Problems:
- a) In the forum post on LED headlights, transcribe the passage starting with "good quality H4" and going on through "so 2 years)".
- b) Condense the paragraph of the forum post on LED headlights that begins "it will cost me about $250", keeping its main facts.
- c) Take the forum post on LED headlights further, beginning right after its final sentence.

Document:
I agree 100%. my vehicle is not "normal" its 1600 pounds soaking wet and has a 3cyl 49hp engine. the alternator alone takes 10% of my engines power output.

for me its less about SIZE of savings and more about relative savings.

it will cost me about $250 to put in an electric water pump and convert to LED headlights. but it will save me in excess of $300 a year. so $50 the first year $300+ the second year etc.. etc.. IE well worth it.

And while I can not go ELECTRIC yet I can minimize how much of my money I give to oil companies by using less  hehe until I can go electric and give them close to NOTHING. and I will go electric. I have already decided I will NEVER buy a "new" car unless its electric. and not this slap in the face F*&K YOU USA volt filth GM's putting out either. Grrr that car makes me sooooo mad I want to burst.

My commute is also "not normal" I drive 40,000 miles a year minimum so I accrue savings from these kinds of changes rather quickly compared to the average person.

your .42 miles would be almost 1 mile for me (longer commute more at night) it would equal an extra mile per day or over 300 extra miles per year.

this means 3 "less" charge cycles on the battery pack per year if you get 100 miles to a charge. ie 3 FREE full charges per year.

to me thats worth it especially if its cheap to make the change.

I got the LED for $16 the Copper heat sink for $9 the lens for $4

so round that up to $30 each light. (assuming it works of course) so $60 for the pair.

good quality H4 bulbs are $15 to $20 a pop the bulbs I use (sealed beam) are $18 a pop.

so $36 for a set of bulbs. I usually get 2-3 years on my bulbs. (I drive A LOT) a lot less on the metro (rougher ride I think it "beats up" the bulbs a bit more than they like so 2 years)

the LED are impervious to shock of this nature and in THEORY if designed right will outlive YOU definitely outlive your car.

figure if you keep the car 10 years that's 5 sets of bulbs (in the metro 3 sets in a normal car) so $108 to $180 in bulbs alone depending on if you get 2 or 3 years out of each set.

you only paid $60 for the LED lights. 1/3 the cost. so already your saving upto $120 or more AND your saving 3 cycles on your battery PER YEAR (longer life on the battery pack) AND the electricity you would have consumed charging those 3 cycles.

thats a pretty good win in my book whether your driving gas or electric drive.

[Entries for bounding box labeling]
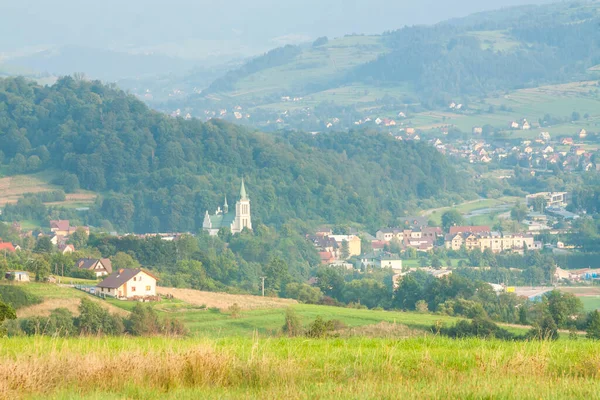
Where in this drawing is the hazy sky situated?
[0,0,548,56]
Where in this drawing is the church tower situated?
[231,178,252,233]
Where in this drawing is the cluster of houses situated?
[444,226,543,253]
[554,267,600,282]
[307,228,362,265]
[440,127,600,171]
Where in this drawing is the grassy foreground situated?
[0,337,600,399]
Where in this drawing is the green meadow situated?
[0,337,600,399]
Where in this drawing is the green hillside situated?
[0,77,473,232]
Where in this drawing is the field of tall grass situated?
[0,336,600,399]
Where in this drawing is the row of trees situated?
[0,297,188,337]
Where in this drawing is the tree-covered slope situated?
[0,77,469,232]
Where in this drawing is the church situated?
[202,178,252,236]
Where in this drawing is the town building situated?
[445,232,541,253]
[202,179,252,236]
[525,192,569,207]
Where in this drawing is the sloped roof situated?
[0,242,15,252]
[50,219,71,231]
[208,212,235,229]
[76,258,112,274]
[98,268,156,289]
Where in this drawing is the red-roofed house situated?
[371,240,387,251]
[0,242,16,253]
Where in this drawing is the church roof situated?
[209,213,235,229]
[240,178,248,200]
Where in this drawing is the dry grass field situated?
[156,287,298,310]
[0,173,98,207]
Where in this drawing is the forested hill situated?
[0,77,470,232]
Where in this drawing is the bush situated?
[526,315,559,340]
[306,316,346,338]
[125,303,162,336]
[0,285,42,310]
[69,268,98,280]
[228,303,242,318]
[415,300,429,314]
[432,318,515,340]
[282,307,304,336]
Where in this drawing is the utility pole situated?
[260,276,267,297]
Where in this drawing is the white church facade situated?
[202,179,252,236]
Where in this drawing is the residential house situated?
[96,268,157,299]
[4,271,31,282]
[371,240,387,251]
[75,258,112,277]
[329,235,361,257]
[542,146,554,154]
[379,254,402,271]
[50,219,71,236]
[0,242,17,254]
[58,244,75,254]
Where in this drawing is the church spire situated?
[240,178,248,200]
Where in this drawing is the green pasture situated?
[0,336,600,399]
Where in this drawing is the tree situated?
[125,303,161,336]
[586,310,600,340]
[263,257,289,292]
[531,196,548,213]
[69,227,88,249]
[282,307,304,337]
[442,209,465,231]
[543,290,583,328]
[0,301,17,337]
[340,240,350,260]
[510,203,529,222]
[75,297,124,335]
[26,256,51,282]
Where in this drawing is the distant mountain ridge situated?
[0,77,474,232]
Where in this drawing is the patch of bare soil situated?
[156,287,298,310]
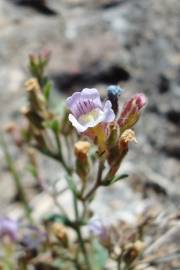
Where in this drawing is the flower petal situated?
[69,114,87,132]
[81,88,102,108]
[103,100,115,123]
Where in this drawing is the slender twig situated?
[0,134,32,223]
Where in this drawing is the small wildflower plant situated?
[0,51,147,270]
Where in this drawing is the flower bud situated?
[106,129,137,181]
[107,85,124,115]
[118,93,147,132]
[88,218,110,247]
[107,122,119,149]
[74,141,90,181]
[25,78,46,113]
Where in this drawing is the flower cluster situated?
[0,51,147,270]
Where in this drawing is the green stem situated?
[73,194,91,270]
[54,132,72,174]
[67,177,91,270]
[83,160,104,201]
[0,135,32,223]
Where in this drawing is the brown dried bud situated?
[120,129,137,144]
[4,122,17,134]
[118,93,147,132]
[123,241,144,264]
[52,223,68,247]
[74,141,91,159]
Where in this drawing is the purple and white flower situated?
[67,88,115,133]
[0,217,18,241]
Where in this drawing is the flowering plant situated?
[0,52,147,270]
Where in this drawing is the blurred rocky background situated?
[0,0,180,269]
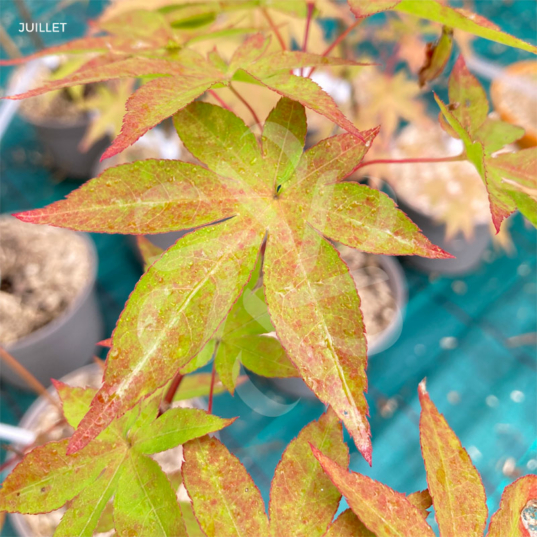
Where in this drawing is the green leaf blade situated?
[265,219,371,461]
[419,382,488,537]
[304,182,452,259]
[69,217,264,452]
[101,74,221,160]
[270,408,349,537]
[54,460,122,537]
[262,98,308,188]
[183,436,268,537]
[174,102,272,197]
[0,440,124,514]
[132,408,235,455]
[114,451,184,537]
[16,159,237,234]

Answers for the exercise:
- a)
good quality H4 bulbs are $15 to $20 a pop the bulbs I use (sealed beam) are $18 a pop.

so $36 for a set of bulbs. I usually get 2-3 years on my bulbs. (I drive A LOT) a lot less on the metro (rougher ride I think it "beats up" the bulbs a bit more than they like so 2 years)

- b) Installing an electric water pump and switching to LED headlights will cost about $250 but save more than $300 a year. That means a net saving of about $50 in the first year and over $300 in each year after, which makes the change well worth it.

- c)
oh and don't forget your time and gas/electricity to "GO GET" and "install" those bulbs 3 to 5 times as they burn out Versus never again (in theory) for the LED.

Don't know if you can tell but I really like LED's  they save me money that makes me happy.  (I have about 60% of my house converted to LED) saves us over $40 a month in electricity.

problem is you really need to DIY this stuff and that makes it difficult. manufacturers do not want to go hard core LED unless they can keep the price HIGH and the lifespan LOW (relative to LED lifespans) ie more profit.

good quality cheap long lasting LED's are not profitable. :-( at least not as profitable as what we have now.

I have a particular green philosophy. its why I like LED's its why I want an Electric car.

Greener equals cheaper. if its not cheaper its NOT GREENER.

the very essense of green is USE LESS. if your using less its CHEAPER. if its not cheaper its not green or its "manipulated" (like electric cars are right now)

they can EASILY make a 100 mile range mid size 4 door sedan with a 25 year lifespan battery pack (10 for me) for under $13,500 with no subsidies using OFF THE SHELF PARTS.

they simply refuse too because its not profitable enough and they (auto/gov) lose control and we gain more freedom.

I am a hard core advocate of EV's you can bet your butt if my commute was less than 30 miles one way I WOULD HAVE AN ELECTRIC CAR no matter what it took.

I already have a 220v high amp outlet in my "parking spot" at work (family business) if I am ever lucky enough to have an EV. I am ready.


----------



## tomofreno (Mar 3, 2009)

> Don't know if you can tell but I really like LED's  they save me money that makes me happy.


 That's an understatement. Where do you get your LEDs? I've been thinking of making some under counter lights for my kitchen if I can make them cheap enough.


----------



## INCONCEIVABLE (Feb 19, 2008)

I found these Solstice Solo 10watt led lights over the winter.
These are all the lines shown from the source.